- Born: 5 February 1769
- Died: 2 June 1848 (aged 79) Aston Hall, Warwickshire
- Occupations: Engineer; Businessman; Activist;
- Years active: 45
- Father: James Watt

= James Watt, Jr =

British engineer, businessman and activist (1769–1848)

James Watt, Jr., FRS (5 February 1769 – 2 June 1848) was a British engineer, businessman and activist.

==Early life==
He was born on 5 February 1769, the son of James Watt by his first wife Margaret Miller, and half-brother of Gregory Watt. He was educated at Winson Green near Birmingham, by the Rev. Henry Pickering. His father was unable to find a better school, though dissatisfied with his son's progress.

At age 15 Watt spent a year at the Bersham Ironworks of John Wilkinson; and then went to Geneva. There he lodged with Nicolas-Théodore de Saussure, and knew Marc-Auguste Pictet and Jean-André Deluc. Subsequently, he studied German in Eisenach.

==In Manchester==
In 1788 Watt returned to England and a position in the textile trade in Manchester. Initially he worked at Taylor & Maxwell, makers of fustian, where Charles Taylor was a partner. Watt worked there in the counting-house. He was then employed by the Manchester radical Thomas Walker, changing jobs just before the Priestley riots of July 1791.

The Manchester Literary and Philosophical Society was just one of a number of intellectual groups in Manchester at that period: Walker, Watt, Thomas Cooper and Samuel Jackson were leaders in the discussion of liberal reform and the views of Adam Smith. Watt became secretary of the Society in 1790, with John Ferriar. At this point Watt's interests were rather broad: Jacob Joseph Winterl the Hungarian chemist, Christoph Meiners, the Dictionary of Chemistry started by James Keir.

It was through Cooper that Watt joined the Constitutional Society, and then went to work for Richard & Thomas Walker. Cooper, Jackson and Walker were radicals and abolitionists, prominent in founding the Manchester Constitutional Society in 1790. The whole radical group resigned en masse, in 1791, when the Literary and Philosophical Society refused to send a message of sympathy to Joseph Priestley, driven from his home in the riots.

==In France==
Watt went to Paris on a sales trip in France with Cooper in March 1792, at the time of the French Revolution. In April they conveyed to the Jacobin Club a greeting from the Manchester Constitutional Club. There was a reply of 13 April, from Jean-Louis Carra. Almost immediately Watt was denounced in the British parliament, with Cooper and Walker, by Edmund Burke. His name became coupled with Joseph Priestley's. His activities in France, including taking part in pro-Jacobin demonstrations, would later complicate his return to Britain.

INPUT DATA:
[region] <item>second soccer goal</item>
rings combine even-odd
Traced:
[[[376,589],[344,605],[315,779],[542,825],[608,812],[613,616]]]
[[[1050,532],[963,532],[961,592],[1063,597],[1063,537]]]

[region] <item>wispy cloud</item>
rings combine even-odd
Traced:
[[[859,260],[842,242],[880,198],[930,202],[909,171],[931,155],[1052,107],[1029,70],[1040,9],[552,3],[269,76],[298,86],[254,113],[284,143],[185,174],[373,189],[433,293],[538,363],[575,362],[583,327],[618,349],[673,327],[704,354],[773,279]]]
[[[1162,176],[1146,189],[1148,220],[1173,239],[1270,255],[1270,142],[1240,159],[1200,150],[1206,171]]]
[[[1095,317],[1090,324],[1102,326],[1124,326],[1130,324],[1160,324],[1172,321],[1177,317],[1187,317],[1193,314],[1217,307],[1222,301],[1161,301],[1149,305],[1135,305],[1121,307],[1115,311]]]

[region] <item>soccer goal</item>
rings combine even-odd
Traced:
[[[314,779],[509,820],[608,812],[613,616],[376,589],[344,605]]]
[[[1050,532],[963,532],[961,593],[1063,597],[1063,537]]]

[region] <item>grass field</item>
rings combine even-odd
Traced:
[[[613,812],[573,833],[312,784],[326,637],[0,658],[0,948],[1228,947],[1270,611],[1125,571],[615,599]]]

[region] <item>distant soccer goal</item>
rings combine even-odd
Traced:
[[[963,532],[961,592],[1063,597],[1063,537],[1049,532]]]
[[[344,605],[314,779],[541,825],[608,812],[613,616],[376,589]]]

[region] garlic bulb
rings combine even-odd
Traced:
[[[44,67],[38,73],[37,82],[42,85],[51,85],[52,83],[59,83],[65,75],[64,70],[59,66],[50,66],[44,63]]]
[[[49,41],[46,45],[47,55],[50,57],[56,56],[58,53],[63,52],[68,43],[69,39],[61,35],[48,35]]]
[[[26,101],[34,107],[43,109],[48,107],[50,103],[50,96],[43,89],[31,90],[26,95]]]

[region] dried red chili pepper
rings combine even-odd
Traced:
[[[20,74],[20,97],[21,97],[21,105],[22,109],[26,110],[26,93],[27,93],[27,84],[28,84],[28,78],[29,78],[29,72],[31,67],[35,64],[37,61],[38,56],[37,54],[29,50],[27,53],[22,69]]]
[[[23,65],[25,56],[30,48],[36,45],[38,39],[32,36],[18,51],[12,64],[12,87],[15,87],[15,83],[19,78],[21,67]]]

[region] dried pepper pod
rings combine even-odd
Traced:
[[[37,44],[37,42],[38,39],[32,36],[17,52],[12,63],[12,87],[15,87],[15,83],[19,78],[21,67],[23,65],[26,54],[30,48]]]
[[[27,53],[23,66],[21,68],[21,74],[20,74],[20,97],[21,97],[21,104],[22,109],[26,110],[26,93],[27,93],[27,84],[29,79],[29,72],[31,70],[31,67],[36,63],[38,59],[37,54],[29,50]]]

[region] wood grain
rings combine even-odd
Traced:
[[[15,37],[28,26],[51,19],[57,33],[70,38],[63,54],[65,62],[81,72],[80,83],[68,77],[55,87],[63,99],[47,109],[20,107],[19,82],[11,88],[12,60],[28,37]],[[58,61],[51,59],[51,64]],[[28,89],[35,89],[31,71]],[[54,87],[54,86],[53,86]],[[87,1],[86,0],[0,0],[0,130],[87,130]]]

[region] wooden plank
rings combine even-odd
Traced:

REQUIREMENT 1: Using the James Watt, Jr. biography, say whether each statement agrees with it: (a) Watt became secretary of the Manchester Literary and Philosophical Society in 1790; (b) at age 15 Watt spent a year in Geneva; (c) Edmund Burke denounced Watt in the British parliament. Answer each with yes or no and quote the words of the text that decide it.
REQUIREMENT 2: Extract the passage of the James Watt, Jr. biography starting at "At age 15 Watt" and ending at "of July 1791.".
The lines are not needed for what follows.

ANSWER BOX 1:
(a) Yes: "Watt became secretary of the Society in 1790, with John Ferriar."
(b) No: "At age 15 Watt spent a year at the Bersham Ironworks of John Wilkinson; and then went to Geneva."
(c) Yes: "Almost immediately Watt was denounced in the British parliament, with Cooper and Walker, by Edmund Burke."

ANSWER BOX 2:
At age 15 Watt spent a year at the Bersham Ironworks of John Wilkinson; and then went to Geneva. There he lodged with Nicolas-Théodore de Saussure, and knew Marc-Auguste Pictet and Jean-André Deluc. Subsequently, he studied German in Eisenach.

==In Manchester==
In 1788 Watt returned to England and a position in the textile trade in Manchester. Initially he worked at Taylor & Maxwell, makers of fustian, where Charles Taylor was a partner. Watt worked there in the counting-house. He was then employed by the Manchester radical Thomas Walker, changing jobs just before the Priestley riots of July 1791.